> **Assigned task 1**: List every place that the excerpt about Dunga Bunga below gives a distance to, together with that distance.
> **Assigned task 2**: Reproduce the Dunga Bunga excerpt below word for word, starting at "Dunga Bunga , is" and ending at "the Haroonabad-Bahawalnagar road.".
> **Assigned task 3**: Pick up the excerpt about the town of Dunga Bunga below after its final sentence, and continue it in the same style.
──────── Excerpted text
Dunga Bunga , is a town in Bahawalnagar District in the Punjab province, Pakistan. It located on the Bahawalnagar-Fort Abbas road 27.5 km away from Bahawalnagar. 18 km away from Haroonabad. 38 km away from Faqirwali. 58 km away from Khichiwala. 77 km away from Fort Abbas. The city hosts the Union Council of Bahawalnagar Tehsil and is located near to the city of Bahawalnagar at 29°45'0 N 73°15'0 E at an altitude of 154 m. It lies on the Haroonabad-Bahawalnagar road.

The population of Dunga Bunga is around 100,000 according to the 2006 census. Dunga Bunga has more than 50 neighboring villages. The nearest towns are Soondha Soondha town is nearest the border and is a modern village, Gulab Ali, Bara Akuka Dinan Bishnoian Wala, Rasulpura, Khraj Purah, Sundar Bishnoian, Hira Bishnoi, Bajak, Deputy Cart, Basti Islam Pura, khaima wala.
────────────────
──────── Supplied data
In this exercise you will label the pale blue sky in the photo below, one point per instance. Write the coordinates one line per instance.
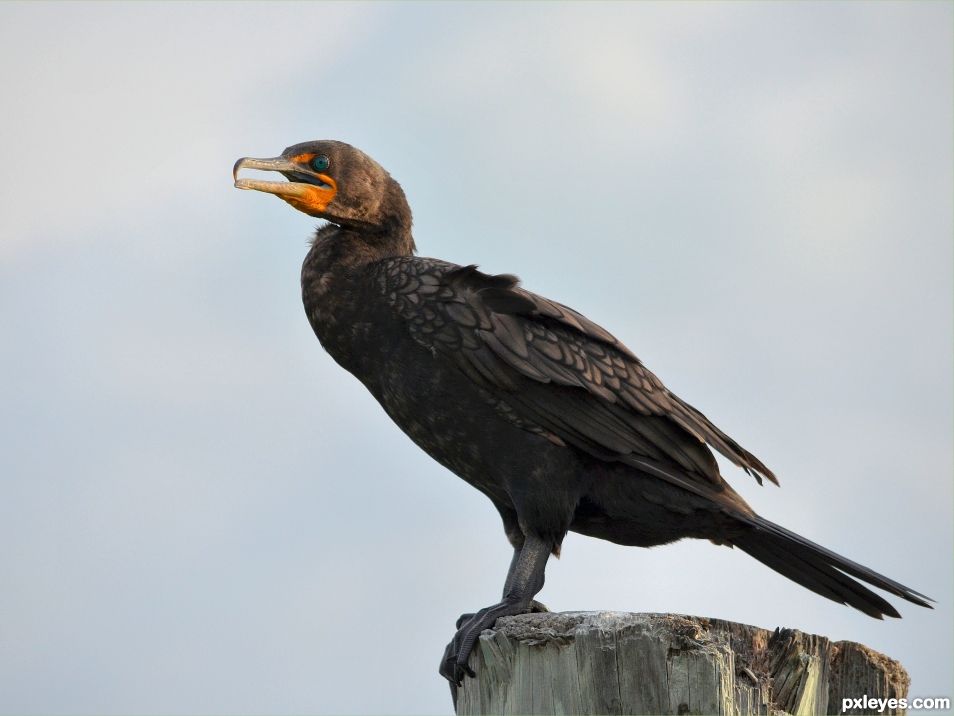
(203, 514)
────────────────
> **Response box 1**:
- Bahawalnagar: 27.5 km
- Haroonabad: 18 km
- Faqirwali: 38 km
- Khichiwala: 58 km
- Fort Abbas: 77 km

> **Response box 2**:
Dunga Bunga , is a town in Bahawalnagar District in the Punjab province, Pakistan. It located on the Bahawalnagar-Fort Abbas road 27.5 km away from Bahawalnagar. 18 km away from Haroonabad. 38 km away from Faqirwali. 58 km away from Khichiwala. 77 km away from Fort Abbas. The city hosts the Union Council of Bahawalnagar Tehsil and is located near to the city of Bahawalnagar at 29°45'0 N 73°15'0 E at an altitude of 154 m. It lies on the Haroonabad-Bahawalnagar road.

> **Response box 3**:
==Etymology==
The name Dunga Bunga is Hindustani. Dunga means downside and bunga means locality. The name is also associated with two Sikh brothers named Dunga Singh and Bunga Singh.

==History==
• Prior to partition of subcontinent Dunga Bunga was populated by Bishnoi Caste of Hindus and were known as Bahawalpuri Bishnois (i.e. Bishnois of Bahawalpur Riyasat). The farmers and workers were mostly Ramgarhia Sikhs.

• The Proud and Wealthy community of Bishnois built many Temples in there Native Towns and Villages and were principally Large Landlords.

• Jains and Aroras were Traders and Bankers and entire business was in their Hands.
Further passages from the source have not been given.